Wednesday 25 May 2011

The Streets of East London

This book was first published by Duckworth in 1979 and I must have bought what is now a very battered copy around then. A less battered copy by the same publisher shows that the book ran to nine impressions by 2000. Our 2006 edition has just been reprinted for the second or third time and is available here: http://www.inpressbooks.co.uk/the_streets_of_east_london_william_j_fishman_i017692.aspx When I first read Bill Fishman's book I was attracted by the fine archival photographs, contemporary photographs by Nicholas Breach and the wonderful essays by the author on poverty, philanthropy, immigrants, crime and radicals, especially radicals. I mentioned in a previous blog (4th of this month) that Bill Fishman is now ninety. At the afternoon tea in celebration at his old haunt of Queen Mary's on Mile End Road Professor Morag Shiach said: "Bill Fishman was appointed Barnet Shine Senior Research Fellow in the early 1970s. He had already established himself as a labour historian, having written his book The Insurrectionists [paperbacked a year back by Five Leaves] during the period of his Schoolmaster Fellowship at Balliol. Upon arrival at Queen Mary he was able to develop his specialisation in East End history. His scholarship, which was manifest in his prize-winning book, East End Jewish Radicals [yup, Five Leaves] and in his later volumes such as East End 1888 [that too] promoted the College as a place to which those who wished to learn about the East End could turn.

What to work on:
1. Translate this sentence from the blog post about The Streets of East London into Spanish: "I mentioned in a previous blog (4th of this month) that Bill Fishman is now ninety."
2. Extend the blog post about The Streets of East London past its final sentence, picking up Professor Shiach's tribute at the point it stops.

Records drawn from a data source:

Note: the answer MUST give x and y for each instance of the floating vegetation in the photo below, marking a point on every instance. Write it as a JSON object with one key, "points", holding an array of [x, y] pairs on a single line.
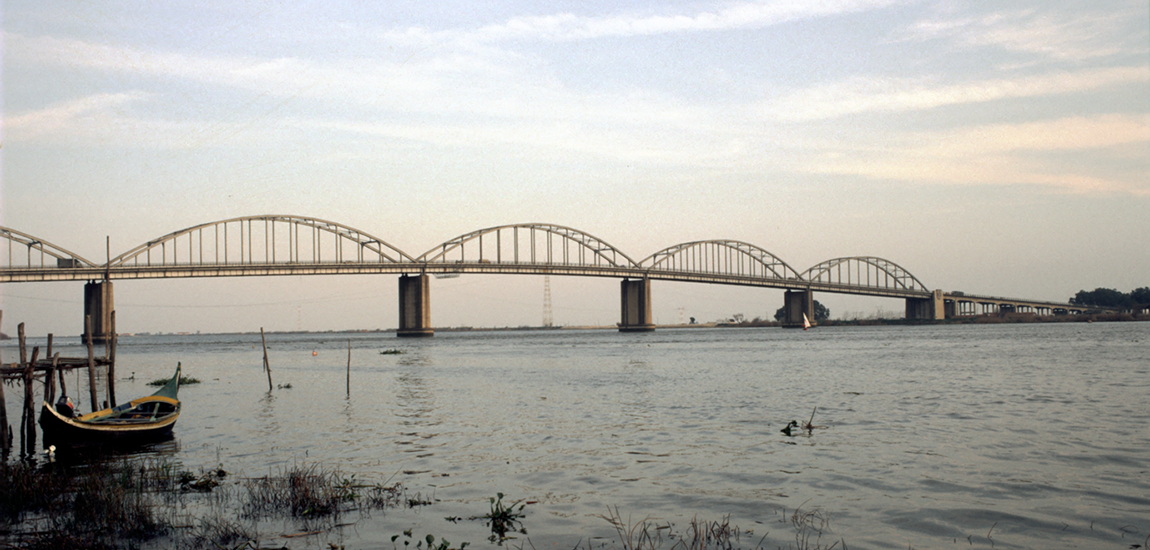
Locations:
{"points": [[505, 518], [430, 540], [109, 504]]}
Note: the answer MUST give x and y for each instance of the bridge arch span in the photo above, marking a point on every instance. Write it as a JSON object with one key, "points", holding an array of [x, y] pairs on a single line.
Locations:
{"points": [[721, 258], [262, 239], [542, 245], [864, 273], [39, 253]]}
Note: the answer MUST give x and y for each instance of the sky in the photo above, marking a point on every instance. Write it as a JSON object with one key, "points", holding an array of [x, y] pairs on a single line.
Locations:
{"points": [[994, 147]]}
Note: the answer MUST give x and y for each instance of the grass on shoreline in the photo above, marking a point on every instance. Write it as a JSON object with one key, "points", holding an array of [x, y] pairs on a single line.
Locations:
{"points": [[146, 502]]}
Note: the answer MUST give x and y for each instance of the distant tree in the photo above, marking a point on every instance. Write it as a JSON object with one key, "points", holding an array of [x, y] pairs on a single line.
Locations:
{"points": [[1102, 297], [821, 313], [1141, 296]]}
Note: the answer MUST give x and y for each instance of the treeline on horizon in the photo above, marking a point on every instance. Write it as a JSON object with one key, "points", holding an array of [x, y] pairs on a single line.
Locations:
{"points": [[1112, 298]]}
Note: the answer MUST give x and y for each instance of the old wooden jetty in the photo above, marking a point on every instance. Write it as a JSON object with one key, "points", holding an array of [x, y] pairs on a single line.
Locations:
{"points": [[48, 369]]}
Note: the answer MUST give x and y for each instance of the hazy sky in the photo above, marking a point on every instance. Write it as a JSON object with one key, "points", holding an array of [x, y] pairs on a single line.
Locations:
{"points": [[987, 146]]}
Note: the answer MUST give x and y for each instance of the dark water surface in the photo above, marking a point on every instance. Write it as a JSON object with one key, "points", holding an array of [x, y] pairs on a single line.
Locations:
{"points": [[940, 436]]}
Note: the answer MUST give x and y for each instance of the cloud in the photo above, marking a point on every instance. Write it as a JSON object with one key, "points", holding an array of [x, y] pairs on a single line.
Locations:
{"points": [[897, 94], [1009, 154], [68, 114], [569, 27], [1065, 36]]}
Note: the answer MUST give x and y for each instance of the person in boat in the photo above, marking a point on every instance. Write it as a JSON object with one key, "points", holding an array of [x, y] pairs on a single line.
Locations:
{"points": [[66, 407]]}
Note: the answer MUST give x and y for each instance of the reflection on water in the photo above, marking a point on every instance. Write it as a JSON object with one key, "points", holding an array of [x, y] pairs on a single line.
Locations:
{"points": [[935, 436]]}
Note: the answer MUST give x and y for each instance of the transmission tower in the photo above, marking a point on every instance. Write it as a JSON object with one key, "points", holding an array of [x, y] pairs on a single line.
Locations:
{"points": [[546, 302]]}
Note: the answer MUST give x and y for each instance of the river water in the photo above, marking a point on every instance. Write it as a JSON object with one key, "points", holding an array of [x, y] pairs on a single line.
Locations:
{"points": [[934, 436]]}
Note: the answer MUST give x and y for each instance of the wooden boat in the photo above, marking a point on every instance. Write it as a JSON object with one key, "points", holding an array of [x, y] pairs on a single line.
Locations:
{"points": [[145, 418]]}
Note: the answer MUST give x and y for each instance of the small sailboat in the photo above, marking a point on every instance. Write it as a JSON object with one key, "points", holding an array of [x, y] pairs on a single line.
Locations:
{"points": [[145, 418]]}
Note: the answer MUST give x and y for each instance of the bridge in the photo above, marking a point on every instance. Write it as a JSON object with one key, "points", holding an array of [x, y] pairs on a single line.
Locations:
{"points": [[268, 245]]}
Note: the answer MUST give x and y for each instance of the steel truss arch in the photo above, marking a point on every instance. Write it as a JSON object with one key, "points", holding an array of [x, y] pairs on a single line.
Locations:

The replies:
1. Mencioné en un blog anterior (el día 4 de este mes) que Bill Fishman tiene ahora noventa años.

2.
Bill's expertise in the filed of East London social and political history drew students from all over the world, but most particularly from America, where Bill had been a visiting professor in the late 1960s. Bill has always enriched the lives of his students, researchers and other academics with his walks around the East End, enhancing the drier elements of historical data with amusing and revealing political and social anecdotes. Bill retired as a full time academic in 1986, leaving a legacy that has encouraged those who have come after. The template Bill laid down at Queen Mary for researching and reporting on the East End and its people has ensured that the College remains at the centre of academic work on the immigrant population of East London and beyond and has been able to sustain and develop its commitment to the study of migration more broadly."
Then we had cake.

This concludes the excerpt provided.